DESCRIÇÃO DO EXERCÍCIO — Reproduza do texto fornecido, sem qualquer alteração, o trecho que começa em "2. Na fundamentação" e termina em "acção foi proposta).", incluindo estas últimas palavras.

TEXTO FORNECIDO —

━━━━━━

"[...] o inóspito, árido e descurado processo encontra-se estreitamente relacionado com as correntes espirituais dos povos e [...] as suas diversas concretizações devem ser incluídas entre os mais importantes testemunhos da cultura" (F. Klein (1902))



16/11/2017

Jurisprudência (730)


Reg. 1215/2012;
contrato individual de trabalho


1. O sumário de RL 30/5/2017 (27891/16.0T8LSB.L1-4) é o seguinte:

I. Havendo conexão com duas ou mais ordens jurídicas pertencentes à União Europeia importa apurar a qual delas, e face aos factos descritos pelo autor na petição inicial, pertencem os Tribunais com competência internacional para dirimir o conflito laboral.
 
II. A competência internacional dos tribunais portugueses para conhecer de determinado litígio de natureza laboral afere-se pelas normas do Regulamento UE 1215/2012, mormente, sendo a ação interposta pelo trabalhador, o seu art.º 21, sendo princípio geral aplicável em matéria de contratos individuais de trabalho o de que as pessoas, independentemente da sua nacionalidade, devem ser judicialmente demandadas no Estado-Membro onde se acham domiciliadas, só o podendo ser em outros Estados membros que não o do seu domicílio nos termos previstos nas restantes normas do Regulamento, nomeadamente no do lugar onde ou a partir do qual o trabalhador efetua habitualmente o seu trabalho, ou no tribunal do lugar onde efetuou mais recentemente o seu trabalho.

III. Se uma trabalhadora portuguesa se propõe cobrar créditos laborais vencidos e não pagos no âmbito de um contrato de trabalho doméstico com empregadores que têm domicílio na Áustria, onde vivem, a competência pertence aos Tribunais austríacos, mesmo que os empregadores sejam também portugueses e o contrato tenha sido celebrado em Portugal.

2. Na fundamentação do acórdão escreveu-se o seguinte:

"No caso da competência internacional há que lançar mão das convenções internacionais pertinentes, e, não as havendo, das normas do código do processo laboral (cfr. art.º 10 e 15, n.º 2) (neste sentido, por todos, cfr. Ac. do STJ, 10.12.2009: 1. A competência internacional dos tribunais portugueses para conhecer de determinado litígio de natureza laboral afere-se, na falta de convenções de direito internacional ao caso aplicáveis, pelo disposto no Código de Processo do Trabalho. 2. Para aferir dessa competência, atende-se aos termos em que a acção foi proposta).

━━━━━━

MATERIAL FORNECIDO —
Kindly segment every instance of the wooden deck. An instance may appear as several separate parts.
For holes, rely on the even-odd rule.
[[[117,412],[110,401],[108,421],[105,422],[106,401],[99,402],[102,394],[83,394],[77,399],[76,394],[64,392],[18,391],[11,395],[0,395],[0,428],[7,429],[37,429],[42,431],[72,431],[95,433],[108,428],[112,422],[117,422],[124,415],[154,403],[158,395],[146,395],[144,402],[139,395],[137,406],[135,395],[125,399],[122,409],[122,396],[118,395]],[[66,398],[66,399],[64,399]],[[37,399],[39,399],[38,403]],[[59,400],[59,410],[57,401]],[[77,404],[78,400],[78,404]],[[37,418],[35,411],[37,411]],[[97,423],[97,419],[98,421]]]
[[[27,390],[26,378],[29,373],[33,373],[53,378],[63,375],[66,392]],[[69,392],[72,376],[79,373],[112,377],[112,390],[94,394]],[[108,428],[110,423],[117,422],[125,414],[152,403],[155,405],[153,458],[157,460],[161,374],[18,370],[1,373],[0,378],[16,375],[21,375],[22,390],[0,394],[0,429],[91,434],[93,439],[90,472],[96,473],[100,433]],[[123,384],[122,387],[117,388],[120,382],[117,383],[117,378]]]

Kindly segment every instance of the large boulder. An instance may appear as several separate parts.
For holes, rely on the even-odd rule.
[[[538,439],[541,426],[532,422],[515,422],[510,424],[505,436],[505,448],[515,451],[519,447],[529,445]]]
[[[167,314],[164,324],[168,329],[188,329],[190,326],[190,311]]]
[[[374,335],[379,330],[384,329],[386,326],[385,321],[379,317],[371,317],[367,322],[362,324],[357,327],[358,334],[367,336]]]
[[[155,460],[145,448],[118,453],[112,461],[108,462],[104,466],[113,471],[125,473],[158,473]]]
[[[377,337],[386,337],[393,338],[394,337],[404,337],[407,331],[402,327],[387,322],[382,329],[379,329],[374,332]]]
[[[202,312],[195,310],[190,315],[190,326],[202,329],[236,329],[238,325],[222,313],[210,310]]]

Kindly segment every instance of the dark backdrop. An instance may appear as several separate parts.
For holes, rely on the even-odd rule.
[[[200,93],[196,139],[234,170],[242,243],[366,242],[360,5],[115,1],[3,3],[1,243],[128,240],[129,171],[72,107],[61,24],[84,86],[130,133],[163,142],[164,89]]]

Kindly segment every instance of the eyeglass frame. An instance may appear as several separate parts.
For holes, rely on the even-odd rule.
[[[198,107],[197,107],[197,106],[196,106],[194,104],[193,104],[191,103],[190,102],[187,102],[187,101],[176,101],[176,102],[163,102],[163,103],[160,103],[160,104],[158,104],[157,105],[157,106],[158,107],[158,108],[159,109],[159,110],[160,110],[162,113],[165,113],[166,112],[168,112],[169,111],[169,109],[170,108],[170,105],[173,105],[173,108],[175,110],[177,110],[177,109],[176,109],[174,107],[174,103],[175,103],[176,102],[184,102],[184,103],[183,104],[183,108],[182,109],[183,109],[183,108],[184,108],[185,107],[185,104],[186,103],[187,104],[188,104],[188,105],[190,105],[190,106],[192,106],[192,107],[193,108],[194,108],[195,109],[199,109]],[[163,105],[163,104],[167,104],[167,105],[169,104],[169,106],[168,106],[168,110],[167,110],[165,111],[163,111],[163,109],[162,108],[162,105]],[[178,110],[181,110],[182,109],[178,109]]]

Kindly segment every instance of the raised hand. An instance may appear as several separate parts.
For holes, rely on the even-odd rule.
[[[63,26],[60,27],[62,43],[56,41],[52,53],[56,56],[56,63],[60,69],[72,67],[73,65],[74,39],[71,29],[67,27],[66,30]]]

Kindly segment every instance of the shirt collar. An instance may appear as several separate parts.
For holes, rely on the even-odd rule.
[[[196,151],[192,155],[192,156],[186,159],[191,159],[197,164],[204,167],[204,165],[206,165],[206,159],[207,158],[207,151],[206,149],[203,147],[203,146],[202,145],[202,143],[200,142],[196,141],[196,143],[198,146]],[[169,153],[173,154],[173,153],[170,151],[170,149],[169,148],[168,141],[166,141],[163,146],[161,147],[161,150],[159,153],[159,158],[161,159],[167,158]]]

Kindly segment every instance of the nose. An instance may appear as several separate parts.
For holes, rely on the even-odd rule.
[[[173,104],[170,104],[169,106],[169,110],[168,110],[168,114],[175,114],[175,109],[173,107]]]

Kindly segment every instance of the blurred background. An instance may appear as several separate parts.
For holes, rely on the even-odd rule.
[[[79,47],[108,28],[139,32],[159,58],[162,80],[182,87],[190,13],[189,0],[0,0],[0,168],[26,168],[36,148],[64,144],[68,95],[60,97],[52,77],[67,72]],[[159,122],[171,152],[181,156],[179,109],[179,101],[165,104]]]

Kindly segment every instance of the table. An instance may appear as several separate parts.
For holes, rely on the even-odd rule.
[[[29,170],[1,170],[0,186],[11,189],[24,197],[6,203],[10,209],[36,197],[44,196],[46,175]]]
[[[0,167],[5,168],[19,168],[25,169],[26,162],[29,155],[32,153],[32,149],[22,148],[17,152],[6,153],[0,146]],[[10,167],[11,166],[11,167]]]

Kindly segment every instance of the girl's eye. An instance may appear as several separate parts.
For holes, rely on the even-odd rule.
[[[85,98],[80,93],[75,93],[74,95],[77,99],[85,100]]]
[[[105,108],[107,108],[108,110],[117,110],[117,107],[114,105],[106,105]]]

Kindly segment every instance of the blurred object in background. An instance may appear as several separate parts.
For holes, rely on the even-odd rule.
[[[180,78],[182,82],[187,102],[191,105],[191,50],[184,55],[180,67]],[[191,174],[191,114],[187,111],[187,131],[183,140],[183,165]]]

━━━━━━

RESPOSTA À TAREFA —
2. Na fundamentação do acórdão escreveu-se o seguinte:

"No caso da competência internacional há que lançar mão das convenções internacionais pertinentes, e, não as havendo, das normas do código do processo laboral (cfr. art.º 10 e 15, n.º 2) (neste sentido, por todos, cfr. Ac. do STJ, 10.12.2009: 1. A competência internacional dos tribunais portugueses para conhecer de determinado litígio de natureza laboral afere-se, na falta de convenções de direito internacional ao caso aplicáveis, pelo disposto no Código de Processo do Trabalho. 2. Para aferir dessa competência, atende-se aos termos em que a acção foi proposta).